[begin DATASET ROWS]

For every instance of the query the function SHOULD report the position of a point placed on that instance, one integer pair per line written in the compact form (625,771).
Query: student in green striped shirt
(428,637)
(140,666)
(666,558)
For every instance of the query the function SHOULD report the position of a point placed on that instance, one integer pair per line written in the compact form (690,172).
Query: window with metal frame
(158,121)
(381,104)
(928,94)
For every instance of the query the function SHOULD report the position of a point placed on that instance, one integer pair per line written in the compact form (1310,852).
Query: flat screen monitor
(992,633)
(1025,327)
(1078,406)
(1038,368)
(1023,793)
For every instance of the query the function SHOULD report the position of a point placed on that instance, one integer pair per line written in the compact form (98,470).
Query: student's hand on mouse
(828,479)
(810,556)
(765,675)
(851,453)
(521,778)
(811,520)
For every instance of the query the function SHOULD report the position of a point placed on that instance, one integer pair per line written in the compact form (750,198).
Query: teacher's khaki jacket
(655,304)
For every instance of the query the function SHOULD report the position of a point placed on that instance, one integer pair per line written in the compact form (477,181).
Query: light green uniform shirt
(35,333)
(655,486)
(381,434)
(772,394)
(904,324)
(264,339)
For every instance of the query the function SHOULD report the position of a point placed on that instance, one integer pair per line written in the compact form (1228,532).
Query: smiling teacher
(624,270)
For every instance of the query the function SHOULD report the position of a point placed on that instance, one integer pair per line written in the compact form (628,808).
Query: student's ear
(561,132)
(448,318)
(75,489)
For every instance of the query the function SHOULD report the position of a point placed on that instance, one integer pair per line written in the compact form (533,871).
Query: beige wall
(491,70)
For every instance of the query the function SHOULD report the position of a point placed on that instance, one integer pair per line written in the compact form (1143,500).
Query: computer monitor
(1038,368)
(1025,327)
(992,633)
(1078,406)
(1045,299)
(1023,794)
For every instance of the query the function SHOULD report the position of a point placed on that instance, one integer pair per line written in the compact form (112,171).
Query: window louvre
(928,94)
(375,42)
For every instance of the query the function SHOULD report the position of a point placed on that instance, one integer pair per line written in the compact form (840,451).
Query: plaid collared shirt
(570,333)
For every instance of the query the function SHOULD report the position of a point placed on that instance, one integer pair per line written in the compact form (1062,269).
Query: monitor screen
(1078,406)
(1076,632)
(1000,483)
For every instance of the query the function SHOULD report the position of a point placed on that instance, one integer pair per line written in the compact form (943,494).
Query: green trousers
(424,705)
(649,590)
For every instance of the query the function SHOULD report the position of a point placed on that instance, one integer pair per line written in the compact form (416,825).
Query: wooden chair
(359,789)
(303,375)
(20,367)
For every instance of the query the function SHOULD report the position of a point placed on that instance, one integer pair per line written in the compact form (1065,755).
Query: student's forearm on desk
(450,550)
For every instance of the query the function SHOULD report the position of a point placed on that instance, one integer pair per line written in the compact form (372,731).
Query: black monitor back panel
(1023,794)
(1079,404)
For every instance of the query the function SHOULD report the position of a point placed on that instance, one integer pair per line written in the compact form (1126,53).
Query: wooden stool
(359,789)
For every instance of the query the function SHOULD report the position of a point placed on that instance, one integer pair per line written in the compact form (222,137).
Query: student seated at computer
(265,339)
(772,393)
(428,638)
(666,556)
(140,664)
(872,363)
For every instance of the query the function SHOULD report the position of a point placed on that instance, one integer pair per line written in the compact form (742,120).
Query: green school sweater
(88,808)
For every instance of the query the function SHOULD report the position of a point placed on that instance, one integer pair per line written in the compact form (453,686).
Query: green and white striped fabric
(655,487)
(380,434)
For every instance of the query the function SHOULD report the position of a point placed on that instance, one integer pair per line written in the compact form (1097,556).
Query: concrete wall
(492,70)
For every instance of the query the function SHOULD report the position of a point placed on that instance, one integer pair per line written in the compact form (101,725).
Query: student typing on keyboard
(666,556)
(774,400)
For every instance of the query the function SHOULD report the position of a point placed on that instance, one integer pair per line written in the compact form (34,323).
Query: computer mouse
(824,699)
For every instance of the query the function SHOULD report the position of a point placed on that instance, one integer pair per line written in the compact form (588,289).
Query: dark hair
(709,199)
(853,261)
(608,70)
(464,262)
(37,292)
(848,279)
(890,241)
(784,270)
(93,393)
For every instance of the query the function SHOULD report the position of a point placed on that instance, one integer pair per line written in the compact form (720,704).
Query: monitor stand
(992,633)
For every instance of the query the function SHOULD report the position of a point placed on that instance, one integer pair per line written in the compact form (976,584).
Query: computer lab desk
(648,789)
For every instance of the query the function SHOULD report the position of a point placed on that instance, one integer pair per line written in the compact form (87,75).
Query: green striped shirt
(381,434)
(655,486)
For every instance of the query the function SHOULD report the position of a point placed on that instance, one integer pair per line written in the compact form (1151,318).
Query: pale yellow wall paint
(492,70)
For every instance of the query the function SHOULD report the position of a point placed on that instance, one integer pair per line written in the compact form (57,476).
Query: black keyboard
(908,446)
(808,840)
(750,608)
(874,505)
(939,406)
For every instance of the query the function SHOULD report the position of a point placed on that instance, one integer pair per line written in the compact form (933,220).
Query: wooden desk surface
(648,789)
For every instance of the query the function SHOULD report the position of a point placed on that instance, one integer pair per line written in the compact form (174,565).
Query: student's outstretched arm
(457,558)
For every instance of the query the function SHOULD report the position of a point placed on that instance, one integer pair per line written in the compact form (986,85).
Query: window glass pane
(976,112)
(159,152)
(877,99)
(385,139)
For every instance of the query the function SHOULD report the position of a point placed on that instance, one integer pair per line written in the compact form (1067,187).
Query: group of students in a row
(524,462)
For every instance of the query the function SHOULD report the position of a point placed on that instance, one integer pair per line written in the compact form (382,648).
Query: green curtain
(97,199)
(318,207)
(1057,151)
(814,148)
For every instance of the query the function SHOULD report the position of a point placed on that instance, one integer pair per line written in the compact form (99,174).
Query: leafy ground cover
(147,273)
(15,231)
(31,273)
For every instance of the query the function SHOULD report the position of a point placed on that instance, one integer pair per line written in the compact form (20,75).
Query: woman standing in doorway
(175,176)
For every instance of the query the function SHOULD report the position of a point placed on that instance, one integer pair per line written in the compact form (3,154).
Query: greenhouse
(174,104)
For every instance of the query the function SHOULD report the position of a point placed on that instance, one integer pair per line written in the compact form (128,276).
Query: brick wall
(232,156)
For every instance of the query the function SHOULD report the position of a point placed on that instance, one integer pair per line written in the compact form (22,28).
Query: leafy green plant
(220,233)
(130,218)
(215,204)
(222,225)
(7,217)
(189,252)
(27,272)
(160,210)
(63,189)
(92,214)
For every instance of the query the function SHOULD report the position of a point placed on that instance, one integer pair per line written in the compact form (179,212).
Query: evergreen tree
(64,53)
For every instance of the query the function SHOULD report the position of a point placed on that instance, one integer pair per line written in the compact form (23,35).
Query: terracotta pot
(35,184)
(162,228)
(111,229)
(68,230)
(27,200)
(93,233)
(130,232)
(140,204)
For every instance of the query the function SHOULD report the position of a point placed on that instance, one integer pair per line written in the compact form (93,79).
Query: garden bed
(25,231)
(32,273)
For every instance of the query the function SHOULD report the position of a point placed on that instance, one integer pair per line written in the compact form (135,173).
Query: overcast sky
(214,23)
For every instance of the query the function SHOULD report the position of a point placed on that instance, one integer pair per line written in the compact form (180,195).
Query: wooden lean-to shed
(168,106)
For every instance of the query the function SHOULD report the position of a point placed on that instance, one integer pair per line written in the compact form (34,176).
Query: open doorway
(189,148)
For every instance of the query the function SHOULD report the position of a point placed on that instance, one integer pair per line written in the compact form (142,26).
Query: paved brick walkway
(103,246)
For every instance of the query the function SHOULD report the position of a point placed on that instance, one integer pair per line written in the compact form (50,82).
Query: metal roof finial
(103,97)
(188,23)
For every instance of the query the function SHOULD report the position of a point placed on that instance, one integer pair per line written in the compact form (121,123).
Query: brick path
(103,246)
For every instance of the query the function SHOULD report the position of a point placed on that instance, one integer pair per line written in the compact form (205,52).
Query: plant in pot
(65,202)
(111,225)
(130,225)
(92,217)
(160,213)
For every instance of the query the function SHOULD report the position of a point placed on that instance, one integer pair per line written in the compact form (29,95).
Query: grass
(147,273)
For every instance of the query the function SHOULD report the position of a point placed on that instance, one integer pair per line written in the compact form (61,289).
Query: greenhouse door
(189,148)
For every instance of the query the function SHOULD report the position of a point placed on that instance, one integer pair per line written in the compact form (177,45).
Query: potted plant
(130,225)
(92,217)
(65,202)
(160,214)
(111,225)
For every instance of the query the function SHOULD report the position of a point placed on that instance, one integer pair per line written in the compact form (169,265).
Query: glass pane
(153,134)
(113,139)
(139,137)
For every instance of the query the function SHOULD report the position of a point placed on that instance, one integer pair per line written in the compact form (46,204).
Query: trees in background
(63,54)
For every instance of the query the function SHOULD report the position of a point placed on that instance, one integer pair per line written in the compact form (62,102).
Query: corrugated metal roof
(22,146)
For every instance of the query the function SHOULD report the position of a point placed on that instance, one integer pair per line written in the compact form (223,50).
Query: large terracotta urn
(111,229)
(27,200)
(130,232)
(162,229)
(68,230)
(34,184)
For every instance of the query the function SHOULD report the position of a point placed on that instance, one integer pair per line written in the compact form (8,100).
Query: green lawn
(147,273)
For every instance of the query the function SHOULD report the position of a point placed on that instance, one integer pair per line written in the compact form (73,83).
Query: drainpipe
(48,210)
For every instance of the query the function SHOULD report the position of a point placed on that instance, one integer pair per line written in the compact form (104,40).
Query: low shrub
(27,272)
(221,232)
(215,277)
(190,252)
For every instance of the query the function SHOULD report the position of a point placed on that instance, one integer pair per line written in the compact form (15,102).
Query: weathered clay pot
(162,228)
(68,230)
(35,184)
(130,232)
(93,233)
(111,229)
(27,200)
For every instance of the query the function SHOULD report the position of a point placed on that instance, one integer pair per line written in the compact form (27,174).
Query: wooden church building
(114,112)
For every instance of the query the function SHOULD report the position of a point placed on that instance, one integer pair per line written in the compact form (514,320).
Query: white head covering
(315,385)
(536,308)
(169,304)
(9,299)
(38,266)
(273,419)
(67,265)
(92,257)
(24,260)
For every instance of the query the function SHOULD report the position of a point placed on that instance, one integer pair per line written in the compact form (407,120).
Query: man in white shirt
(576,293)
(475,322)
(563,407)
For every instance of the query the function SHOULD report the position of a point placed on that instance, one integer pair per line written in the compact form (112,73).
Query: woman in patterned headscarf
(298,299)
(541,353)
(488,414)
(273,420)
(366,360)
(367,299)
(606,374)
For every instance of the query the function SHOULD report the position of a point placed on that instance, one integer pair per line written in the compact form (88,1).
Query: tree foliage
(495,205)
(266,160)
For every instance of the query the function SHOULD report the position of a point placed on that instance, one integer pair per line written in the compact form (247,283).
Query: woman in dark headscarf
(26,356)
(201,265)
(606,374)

[end DATASET ROWS]

Your output consists solely of the lines from the one with "compact form (104,40)." through the last line, copied exactly.

* **CORRECT RESPONSE**
For every instance of the query the function SHOULD report the position of a point placed on that instance, one integer pair per line written in the compact form (104,40).
Query: low shrub
(27,272)
(221,232)
(215,277)
(190,252)
For every instance of the query the function SHOULD report the position of a point placed on that instance, one integer pair per line written in the compact form (15,102).
Query: weathered clay pot
(162,228)
(68,230)
(35,184)
(130,232)
(93,233)
(111,229)
(27,200)
For every instance of the query the function SHOULD report the position of a point placed on that instance, one integer pair per line written in the compact form (27,174).
Query: wooden church building
(114,112)
For every instance of the query the function SHOULD report the position of a point placed on that instance, one integer pair per line written in the compact form (514,320).
Query: white head covering
(315,385)
(536,308)
(169,304)
(9,299)
(38,266)
(273,419)
(67,265)
(92,257)
(24,260)
For every instance of the query the function SHOULD report the position of a point placed on that instance, one integer pair per line written in the compact form (407,120).
Query: man in white shirt
(576,293)
(475,322)
(563,407)
For every instance of the query the function SHOULD report the position of a point placed on that instance, one integer pair per line written in the compact form (112,73).
Query: woman in patterned headscarf
(298,299)
(541,353)
(488,414)
(273,420)
(366,360)
(367,299)
(606,374)
For every instance of the query the function SHOULD report the position of a point placed on that instance, one integer pair per line written in the compact form (88,1).
Query: tree foliage
(495,205)
(266,160)
For every instance of the query the function SHOULD report the position of a point placed on that instance, one integer pair per line written in the compact form (247,283).
Query: woman in dark headscarf
(26,356)
(201,265)
(606,374)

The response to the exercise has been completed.